*Task description*.
Every line below that has the word "yellow" counts once; report how many lines that makes, with no other words.

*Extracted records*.
* * *

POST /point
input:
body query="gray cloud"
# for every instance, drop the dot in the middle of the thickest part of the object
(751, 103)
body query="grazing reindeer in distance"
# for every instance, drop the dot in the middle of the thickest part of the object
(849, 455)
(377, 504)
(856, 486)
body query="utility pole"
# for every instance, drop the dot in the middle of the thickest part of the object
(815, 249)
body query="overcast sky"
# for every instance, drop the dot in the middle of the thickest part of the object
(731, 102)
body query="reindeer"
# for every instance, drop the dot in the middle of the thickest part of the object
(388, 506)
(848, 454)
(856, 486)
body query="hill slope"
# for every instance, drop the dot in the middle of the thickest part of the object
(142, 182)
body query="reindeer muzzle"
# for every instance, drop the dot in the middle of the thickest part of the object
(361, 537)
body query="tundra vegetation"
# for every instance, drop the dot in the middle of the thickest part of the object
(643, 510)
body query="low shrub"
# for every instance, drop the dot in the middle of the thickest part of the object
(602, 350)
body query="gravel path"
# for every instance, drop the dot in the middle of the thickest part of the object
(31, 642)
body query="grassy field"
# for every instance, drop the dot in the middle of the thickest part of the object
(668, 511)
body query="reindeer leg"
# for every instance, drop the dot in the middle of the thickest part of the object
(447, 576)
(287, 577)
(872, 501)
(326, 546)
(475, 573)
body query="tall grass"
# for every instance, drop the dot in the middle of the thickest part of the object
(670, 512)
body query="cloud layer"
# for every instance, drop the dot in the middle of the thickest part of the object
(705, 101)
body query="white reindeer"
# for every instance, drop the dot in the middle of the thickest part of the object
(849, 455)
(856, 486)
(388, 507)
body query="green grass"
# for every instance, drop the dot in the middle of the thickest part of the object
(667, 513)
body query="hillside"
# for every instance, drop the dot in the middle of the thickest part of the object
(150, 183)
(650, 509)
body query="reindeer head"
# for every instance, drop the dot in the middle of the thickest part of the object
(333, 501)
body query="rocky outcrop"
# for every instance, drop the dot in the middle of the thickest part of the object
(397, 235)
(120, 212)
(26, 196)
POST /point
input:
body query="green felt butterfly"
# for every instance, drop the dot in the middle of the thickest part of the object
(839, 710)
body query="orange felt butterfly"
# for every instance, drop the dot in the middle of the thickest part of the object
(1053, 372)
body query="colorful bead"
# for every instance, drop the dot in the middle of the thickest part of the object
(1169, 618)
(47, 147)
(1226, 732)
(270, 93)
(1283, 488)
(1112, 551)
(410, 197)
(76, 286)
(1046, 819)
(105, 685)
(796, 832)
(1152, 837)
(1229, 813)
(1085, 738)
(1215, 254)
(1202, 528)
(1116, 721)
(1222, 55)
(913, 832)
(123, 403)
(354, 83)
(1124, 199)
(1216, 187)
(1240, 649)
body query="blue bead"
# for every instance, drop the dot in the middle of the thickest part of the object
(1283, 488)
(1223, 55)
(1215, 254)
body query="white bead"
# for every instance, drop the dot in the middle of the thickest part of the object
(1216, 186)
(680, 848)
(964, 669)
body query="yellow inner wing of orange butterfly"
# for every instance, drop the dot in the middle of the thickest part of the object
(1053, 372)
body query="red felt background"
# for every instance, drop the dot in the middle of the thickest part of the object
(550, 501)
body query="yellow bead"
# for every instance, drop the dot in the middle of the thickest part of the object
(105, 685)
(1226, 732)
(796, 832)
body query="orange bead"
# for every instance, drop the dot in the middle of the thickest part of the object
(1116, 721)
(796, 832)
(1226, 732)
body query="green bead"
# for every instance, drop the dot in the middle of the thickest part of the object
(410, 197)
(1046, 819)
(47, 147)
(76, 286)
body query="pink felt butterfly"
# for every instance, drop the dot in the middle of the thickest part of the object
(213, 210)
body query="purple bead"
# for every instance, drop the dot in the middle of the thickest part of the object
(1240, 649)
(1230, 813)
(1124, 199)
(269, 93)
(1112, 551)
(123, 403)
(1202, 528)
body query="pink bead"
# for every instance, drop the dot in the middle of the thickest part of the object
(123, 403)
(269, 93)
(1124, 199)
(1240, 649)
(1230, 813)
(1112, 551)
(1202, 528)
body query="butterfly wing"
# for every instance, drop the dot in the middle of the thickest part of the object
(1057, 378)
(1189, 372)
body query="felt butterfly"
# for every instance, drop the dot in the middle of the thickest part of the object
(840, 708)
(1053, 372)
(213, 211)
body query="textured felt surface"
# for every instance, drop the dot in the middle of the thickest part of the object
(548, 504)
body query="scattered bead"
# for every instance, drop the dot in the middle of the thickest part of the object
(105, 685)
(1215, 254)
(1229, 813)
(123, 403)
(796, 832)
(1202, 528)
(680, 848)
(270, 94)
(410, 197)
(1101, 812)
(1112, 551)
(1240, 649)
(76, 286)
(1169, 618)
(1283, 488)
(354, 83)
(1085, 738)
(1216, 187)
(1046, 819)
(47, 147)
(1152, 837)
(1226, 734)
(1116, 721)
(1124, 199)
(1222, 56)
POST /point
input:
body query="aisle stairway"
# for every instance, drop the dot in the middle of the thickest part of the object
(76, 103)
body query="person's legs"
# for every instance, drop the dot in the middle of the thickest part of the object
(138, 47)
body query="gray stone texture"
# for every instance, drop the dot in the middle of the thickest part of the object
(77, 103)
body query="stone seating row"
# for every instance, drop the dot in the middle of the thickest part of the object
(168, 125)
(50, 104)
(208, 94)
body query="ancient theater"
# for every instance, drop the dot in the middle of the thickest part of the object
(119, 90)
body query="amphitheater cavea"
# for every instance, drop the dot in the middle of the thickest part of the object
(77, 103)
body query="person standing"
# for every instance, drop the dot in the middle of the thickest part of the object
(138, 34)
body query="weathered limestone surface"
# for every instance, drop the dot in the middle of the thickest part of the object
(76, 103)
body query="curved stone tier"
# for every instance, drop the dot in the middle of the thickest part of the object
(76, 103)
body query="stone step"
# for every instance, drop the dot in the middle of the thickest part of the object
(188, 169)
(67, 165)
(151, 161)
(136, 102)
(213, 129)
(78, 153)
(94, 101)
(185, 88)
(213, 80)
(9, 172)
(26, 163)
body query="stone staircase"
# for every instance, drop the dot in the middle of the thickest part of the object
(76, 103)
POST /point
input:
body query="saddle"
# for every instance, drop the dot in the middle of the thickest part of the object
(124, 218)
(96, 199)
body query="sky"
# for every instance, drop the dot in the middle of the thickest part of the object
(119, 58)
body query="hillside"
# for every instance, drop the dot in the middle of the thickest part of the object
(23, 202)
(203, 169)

* * *

*Exercise result*.
2